### To do
Reproduce the rows below word for word, starting at their very beginning and ending at the line that contains "14], [213, 11]]", both ends included. Omit the pictures from your reproduction.

[START Data provided]

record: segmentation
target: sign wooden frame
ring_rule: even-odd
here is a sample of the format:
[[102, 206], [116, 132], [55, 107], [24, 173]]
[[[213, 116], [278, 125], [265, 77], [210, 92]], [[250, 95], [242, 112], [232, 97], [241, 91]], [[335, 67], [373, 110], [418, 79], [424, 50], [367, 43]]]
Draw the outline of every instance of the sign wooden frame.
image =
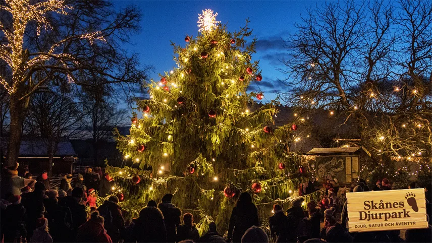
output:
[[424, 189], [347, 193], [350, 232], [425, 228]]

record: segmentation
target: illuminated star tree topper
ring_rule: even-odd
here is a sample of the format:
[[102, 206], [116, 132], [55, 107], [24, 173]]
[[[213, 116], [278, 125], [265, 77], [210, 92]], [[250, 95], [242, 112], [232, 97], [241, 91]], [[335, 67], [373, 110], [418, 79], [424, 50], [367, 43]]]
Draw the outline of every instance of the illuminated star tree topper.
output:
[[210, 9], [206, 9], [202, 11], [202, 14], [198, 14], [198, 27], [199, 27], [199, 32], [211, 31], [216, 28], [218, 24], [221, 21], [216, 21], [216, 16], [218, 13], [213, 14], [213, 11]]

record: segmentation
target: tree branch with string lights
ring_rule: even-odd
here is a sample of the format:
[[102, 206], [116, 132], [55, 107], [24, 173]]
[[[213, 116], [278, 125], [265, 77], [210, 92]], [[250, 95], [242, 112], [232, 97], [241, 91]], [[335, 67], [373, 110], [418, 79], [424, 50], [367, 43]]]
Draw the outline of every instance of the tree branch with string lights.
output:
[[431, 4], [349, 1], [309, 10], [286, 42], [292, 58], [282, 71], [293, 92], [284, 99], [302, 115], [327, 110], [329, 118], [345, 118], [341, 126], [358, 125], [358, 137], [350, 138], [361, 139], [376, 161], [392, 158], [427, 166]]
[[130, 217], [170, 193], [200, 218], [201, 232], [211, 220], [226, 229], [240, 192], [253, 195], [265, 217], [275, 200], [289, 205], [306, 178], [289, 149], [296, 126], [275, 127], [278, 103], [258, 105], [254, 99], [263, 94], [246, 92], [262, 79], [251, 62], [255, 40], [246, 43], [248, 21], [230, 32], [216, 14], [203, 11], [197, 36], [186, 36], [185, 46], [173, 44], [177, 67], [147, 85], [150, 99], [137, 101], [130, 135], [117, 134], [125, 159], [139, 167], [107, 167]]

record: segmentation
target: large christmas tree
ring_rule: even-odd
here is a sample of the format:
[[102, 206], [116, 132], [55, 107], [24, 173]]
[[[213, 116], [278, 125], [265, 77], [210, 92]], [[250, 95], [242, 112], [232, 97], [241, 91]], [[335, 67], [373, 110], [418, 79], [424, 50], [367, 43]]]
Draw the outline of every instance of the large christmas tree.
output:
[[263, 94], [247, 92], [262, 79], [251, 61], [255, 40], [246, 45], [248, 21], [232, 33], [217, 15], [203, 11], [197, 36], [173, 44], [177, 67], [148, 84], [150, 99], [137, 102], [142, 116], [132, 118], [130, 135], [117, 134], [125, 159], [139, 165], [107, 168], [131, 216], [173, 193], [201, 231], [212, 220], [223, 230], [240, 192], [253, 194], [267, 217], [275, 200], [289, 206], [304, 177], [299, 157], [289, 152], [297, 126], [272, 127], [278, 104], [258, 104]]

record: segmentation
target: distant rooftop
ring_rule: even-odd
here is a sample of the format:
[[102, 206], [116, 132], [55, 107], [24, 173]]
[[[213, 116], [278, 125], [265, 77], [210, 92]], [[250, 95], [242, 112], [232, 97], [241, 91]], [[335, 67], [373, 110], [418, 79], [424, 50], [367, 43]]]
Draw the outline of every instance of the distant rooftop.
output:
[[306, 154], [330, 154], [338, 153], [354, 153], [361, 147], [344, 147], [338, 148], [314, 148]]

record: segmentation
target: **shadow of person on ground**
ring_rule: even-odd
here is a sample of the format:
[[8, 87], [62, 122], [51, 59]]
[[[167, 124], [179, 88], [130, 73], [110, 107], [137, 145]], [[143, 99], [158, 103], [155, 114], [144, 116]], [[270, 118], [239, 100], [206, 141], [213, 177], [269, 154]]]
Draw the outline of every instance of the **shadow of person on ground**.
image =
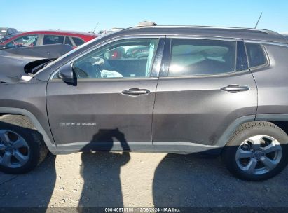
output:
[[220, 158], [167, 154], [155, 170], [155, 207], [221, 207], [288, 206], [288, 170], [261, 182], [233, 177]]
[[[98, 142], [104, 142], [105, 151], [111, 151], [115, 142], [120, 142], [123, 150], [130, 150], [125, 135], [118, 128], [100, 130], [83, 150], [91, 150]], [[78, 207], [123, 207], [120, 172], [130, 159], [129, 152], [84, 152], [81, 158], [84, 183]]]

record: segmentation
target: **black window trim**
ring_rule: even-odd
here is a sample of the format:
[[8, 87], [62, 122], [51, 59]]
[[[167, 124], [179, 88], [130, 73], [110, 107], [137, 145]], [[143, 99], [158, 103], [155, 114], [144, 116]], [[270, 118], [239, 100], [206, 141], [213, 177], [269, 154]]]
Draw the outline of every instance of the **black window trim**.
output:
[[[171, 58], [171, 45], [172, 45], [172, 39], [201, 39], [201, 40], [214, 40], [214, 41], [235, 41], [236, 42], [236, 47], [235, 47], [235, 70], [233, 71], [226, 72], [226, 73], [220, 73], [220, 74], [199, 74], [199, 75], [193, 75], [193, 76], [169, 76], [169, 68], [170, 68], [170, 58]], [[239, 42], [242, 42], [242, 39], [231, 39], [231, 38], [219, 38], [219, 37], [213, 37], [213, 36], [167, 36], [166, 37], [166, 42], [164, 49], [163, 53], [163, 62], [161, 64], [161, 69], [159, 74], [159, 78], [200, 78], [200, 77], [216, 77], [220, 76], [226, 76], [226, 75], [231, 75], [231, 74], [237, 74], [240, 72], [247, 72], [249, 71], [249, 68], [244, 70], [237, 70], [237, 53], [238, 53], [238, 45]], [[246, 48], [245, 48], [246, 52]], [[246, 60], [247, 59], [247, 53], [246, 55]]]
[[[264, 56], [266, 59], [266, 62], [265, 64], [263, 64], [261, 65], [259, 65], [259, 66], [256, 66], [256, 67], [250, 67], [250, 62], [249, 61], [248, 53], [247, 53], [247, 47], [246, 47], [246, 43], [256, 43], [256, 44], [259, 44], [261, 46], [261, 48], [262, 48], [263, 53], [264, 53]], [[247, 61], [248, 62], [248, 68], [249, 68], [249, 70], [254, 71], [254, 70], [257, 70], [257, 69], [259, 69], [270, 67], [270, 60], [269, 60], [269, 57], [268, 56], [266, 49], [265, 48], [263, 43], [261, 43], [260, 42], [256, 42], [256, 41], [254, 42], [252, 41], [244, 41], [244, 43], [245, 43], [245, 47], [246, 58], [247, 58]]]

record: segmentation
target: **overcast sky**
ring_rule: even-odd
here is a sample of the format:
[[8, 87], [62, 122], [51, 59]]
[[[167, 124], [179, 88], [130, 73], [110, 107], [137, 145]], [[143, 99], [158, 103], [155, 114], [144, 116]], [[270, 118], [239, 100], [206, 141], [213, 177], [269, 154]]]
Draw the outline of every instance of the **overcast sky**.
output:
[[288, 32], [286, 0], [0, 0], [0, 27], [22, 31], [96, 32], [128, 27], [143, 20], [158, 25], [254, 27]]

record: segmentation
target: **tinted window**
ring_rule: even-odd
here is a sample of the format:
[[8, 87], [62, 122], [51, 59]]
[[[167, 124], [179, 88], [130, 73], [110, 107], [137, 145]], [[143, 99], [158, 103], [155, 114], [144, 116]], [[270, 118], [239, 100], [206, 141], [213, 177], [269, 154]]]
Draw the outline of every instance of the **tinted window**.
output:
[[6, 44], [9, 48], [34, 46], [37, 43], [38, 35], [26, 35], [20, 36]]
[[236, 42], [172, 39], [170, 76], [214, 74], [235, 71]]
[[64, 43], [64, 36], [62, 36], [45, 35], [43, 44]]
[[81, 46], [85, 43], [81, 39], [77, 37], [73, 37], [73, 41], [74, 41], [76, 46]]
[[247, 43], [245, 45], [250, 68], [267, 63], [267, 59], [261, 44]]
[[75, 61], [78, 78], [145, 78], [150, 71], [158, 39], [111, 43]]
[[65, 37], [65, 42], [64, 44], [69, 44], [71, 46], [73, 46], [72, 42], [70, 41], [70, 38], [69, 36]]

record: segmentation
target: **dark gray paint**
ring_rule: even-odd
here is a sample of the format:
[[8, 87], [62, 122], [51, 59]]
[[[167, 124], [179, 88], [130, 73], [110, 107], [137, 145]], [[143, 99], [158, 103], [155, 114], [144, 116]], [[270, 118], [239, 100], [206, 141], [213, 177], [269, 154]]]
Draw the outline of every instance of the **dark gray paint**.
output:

[END Data provided]

### Task output
record: segmentation
target: sign wooden frame
ring_rule: even-odd
here is a sample of the format:
[[102, 206], [116, 132], [55, 107], [24, 173]]
[[[213, 116], [278, 125], [265, 77], [210, 92]], [[250, 95], [242, 112], [232, 97], [241, 91]], [[335, 67], [373, 110], [418, 79], [424, 50], [367, 43]]]
Draw the outline of every instance of the sign wooden frame.
image =
output:
[[424, 189], [347, 193], [350, 232], [425, 228]]

record: segmentation
target: illuminated star tree topper
ring_rule: even-odd
here is a sample of the format:
[[102, 206], [116, 132], [55, 107], [24, 173]]
[[[213, 116], [278, 125], [265, 77], [210, 92]], [[250, 95], [242, 112], [232, 97], [241, 91]], [[335, 67], [373, 110], [418, 79], [424, 50], [367, 43]]]
Draw the outline of every instance of the illuminated star tree topper.
output:
[[210, 9], [206, 9], [202, 11], [202, 14], [198, 14], [198, 27], [199, 27], [199, 32], [211, 31], [216, 28], [218, 24], [221, 21], [216, 21], [216, 16], [218, 13], [213, 14], [213, 11]]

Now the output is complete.